— Exercise —
Would you retype all of these records exactly?

— Task material —
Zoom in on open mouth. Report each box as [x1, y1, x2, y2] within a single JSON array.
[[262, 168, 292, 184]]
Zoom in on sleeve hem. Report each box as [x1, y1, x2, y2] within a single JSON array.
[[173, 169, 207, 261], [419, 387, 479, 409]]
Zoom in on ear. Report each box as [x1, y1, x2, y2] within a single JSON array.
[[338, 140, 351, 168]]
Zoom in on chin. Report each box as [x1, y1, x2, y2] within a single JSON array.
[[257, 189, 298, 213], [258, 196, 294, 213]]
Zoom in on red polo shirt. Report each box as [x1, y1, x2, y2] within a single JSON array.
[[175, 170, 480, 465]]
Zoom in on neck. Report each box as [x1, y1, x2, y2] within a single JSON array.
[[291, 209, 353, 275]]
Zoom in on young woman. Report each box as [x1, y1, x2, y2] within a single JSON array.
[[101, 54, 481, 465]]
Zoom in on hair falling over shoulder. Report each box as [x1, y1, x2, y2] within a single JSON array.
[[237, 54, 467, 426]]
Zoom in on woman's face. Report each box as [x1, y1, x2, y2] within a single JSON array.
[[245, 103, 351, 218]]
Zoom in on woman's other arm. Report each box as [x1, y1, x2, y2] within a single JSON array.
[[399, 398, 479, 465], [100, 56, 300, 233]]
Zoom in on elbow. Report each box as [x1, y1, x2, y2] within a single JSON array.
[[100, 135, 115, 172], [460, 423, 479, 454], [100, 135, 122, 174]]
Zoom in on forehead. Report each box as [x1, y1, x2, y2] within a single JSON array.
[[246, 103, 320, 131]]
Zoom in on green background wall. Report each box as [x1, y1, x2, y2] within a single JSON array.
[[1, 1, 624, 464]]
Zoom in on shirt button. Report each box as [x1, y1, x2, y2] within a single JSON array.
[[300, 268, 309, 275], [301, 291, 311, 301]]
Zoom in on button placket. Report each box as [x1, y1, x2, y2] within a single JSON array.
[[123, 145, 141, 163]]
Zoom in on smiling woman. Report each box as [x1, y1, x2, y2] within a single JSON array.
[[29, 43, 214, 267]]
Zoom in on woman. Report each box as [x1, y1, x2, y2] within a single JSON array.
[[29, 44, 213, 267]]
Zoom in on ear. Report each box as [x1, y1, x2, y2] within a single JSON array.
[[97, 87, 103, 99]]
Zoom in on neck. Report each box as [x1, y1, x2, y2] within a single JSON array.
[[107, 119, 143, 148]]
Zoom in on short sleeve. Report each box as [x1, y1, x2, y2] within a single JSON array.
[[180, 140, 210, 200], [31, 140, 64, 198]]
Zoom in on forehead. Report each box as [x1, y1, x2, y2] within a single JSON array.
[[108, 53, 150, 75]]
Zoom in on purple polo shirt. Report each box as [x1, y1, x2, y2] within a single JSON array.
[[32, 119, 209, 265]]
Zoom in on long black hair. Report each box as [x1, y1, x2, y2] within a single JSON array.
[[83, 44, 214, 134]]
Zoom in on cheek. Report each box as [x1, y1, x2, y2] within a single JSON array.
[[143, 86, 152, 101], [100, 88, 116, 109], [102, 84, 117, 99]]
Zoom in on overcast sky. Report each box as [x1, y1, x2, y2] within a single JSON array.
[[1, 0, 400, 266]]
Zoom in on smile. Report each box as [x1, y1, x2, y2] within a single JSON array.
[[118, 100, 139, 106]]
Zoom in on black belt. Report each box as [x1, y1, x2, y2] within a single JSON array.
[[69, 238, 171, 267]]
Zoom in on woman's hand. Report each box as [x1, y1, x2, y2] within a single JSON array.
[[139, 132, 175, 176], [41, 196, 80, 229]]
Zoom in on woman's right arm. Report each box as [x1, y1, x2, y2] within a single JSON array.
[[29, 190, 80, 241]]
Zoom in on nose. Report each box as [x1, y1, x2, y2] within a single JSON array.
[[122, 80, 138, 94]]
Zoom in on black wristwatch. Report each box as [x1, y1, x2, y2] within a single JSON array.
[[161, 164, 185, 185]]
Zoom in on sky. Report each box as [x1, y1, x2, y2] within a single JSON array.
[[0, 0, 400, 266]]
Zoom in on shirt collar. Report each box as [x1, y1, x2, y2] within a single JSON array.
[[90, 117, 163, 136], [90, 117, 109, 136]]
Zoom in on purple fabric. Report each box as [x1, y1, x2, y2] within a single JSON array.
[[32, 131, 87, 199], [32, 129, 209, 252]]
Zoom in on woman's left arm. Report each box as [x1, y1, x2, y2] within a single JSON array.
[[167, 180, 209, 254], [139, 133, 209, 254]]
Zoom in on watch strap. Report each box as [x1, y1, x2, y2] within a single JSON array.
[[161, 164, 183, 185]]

— Output of the task —
Zoom in on open mouth. Report each box as [x1, y1, x2, y2] within a single JSON array.
[[262, 168, 292, 184]]
Zoom in on sleeve hem. Report each box as [x1, y1, x2, y2] within a single JSON array.
[[173, 169, 207, 261], [419, 387, 479, 409]]
Zoom in on ear. Report each box as [x1, y1, x2, y2] within a single JSON array.
[[338, 140, 351, 168]]
Zoom in on chin. Report each box as [x1, y1, x2, y2] within a single JSON array.
[[257, 189, 298, 213], [258, 196, 294, 213]]
Zoom in on red polo shirt. Report each box as [x1, y1, x2, y2] within a single JSON array.
[[175, 170, 480, 465]]
Zoom in on neck. Report each box as [x1, y1, x2, y2] within a single JSON array.
[[291, 209, 353, 275]]
Zoom in on young woman. Report each box as [x1, y1, x2, y2] within a single JSON array.
[[101, 54, 481, 465]]
Zoom in on hair falling over shoulder. Report each box as [x1, y1, x2, y2] within a single JSON array.
[[237, 54, 467, 426]]
Zoom in on woman's face. Report each box as [x1, y1, x2, y2] within a single JSON array.
[[245, 103, 351, 218]]
Zoom in on woman's other arm. Report each box as [x1, y1, x2, y2] within a single JSON array.
[[399, 398, 479, 465], [100, 56, 300, 233]]
Zoom in on elbow. Report each box as [x1, y1, x2, y2] within a single JSON array.
[[100, 135, 115, 172], [460, 423, 479, 454], [100, 135, 122, 174]]
Zoom in on forehead. Report each box as [x1, y1, x2, y2] within a single JSON array.
[[246, 103, 320, 131]]
Zoom in on green background wall. Report each box as [x1, y1, x2, y2] within a single JSON array.
[[1, 1, 624, 464]]
Zoom in on shirt button. Report each box as [x1, y1, x2, y2] within a single JSON array.
[[300, 268, 309, 275], [301, 291, 311, 301]]
Zoom in on button placket. Report each box as [x1, y1, x2, y2] within a single JSON array.
[[123, 145, 141, 163]]
Zoom in on smiling woman. Report each box as [x1, y1, x2, y2] within a single JSON array.
[[29, 43, 214, 267]]
Zoom in on woman. Report each box as [x1, y1, x2, y2] within a single JSON array.
[[29, 44, 213, 267]]
Zoom in on ear. Report each box as [x1, y1, x2, y2] within a single JSON array.
[[97, 87, 103, 99]]
Zoom in on neck. Report each box as [x1, y1, x2, y2] within a single JSON array.
[[107, 119, 143, 148]]
Zoom in on short sleeve. Report each box as [x1, y1, x2, y2] within a single JSON array.
[[180, 140, 210, 200], [31, 140, 64, 198]]
Zoom in on forehead. Report each box as [x1, y1, x2, y2] within a single JSON array.
[[108, 53, 150, 75]]
Zoom in on purple polo shirt. Report each box as [x1, y1, x2, y2] within a single JSON array.
[[32, 119, 209, 265]]
Zoom in on long black hair. Report each box as [x1, y1, x2, y2] within a single JSON array.
[[83, 44, 214, 134]]
Zoom in on cheek. Report each box as [x1, y1, x2, y2] within a single JSON array.
[[143, 86, 152, 101], [100, 88, 116, 109], [102, 84, 117, 99]]
Zoom in on overcast sky. Report each box as [x1, y1, x2, y2] within a single JSON array.
[[1, 0, 400, 266]]
Zoom in on smile. Report each box as [x1, y1, x2, y2] within a single JSON array.
[[118, 100, 139, 106]]
Zoom in on black belt. Report each box as [x1, y1, x2, y2] within a single JSON array.
[[69, 238, 171, 267]]
Zoom in on woman's hand. Report each box as [x1, y1, x2, y2] within a single JSON array.
[[139, 132, 175, 176], [41, 196, 80, 229]]
Zoom in on woman's right arm. Report each box as [x1, y1, x2, y2] within a single JSON array.
[[29, 190, 80, 241]]
Zoom in on nose. Report each box as [x1, y1, x2, y2] within a single JSON array.
[[122, 80, 138, 94]]
Zoom in on black wristwatch. Report each box as [x1, y1, x2, y2] within a single JSON array.
[[161, 164, 185, 185]]
Zoom in on sky. Report each box as [x1, y1, x2, y2] within a single JSON array.
[[0, 0, 400, 266]]
Zoom in on shirt collar. Report each box as [x1, y1, x2, y2] within a single JSON array.
[[90, 117, 163, 136], [90, 117, 109, 136]]
Zoom in on purple fabric. Report each box as [x1, y1, x2, y2] within a single JSON array.
[[32, 131, 87, 199], [32, 129, 209, 252]]
Zoom in on woman's left arm. Report each box as [x1, y1, x2, y2] within a single JSON array.
[[167, 180, 209, 254], [139, 133, 209, 254]]
Zoom in on watch strap. Report each box as [x1, y1, x2, y2] within a single JSON array.
[[161, 164, 183, 185]]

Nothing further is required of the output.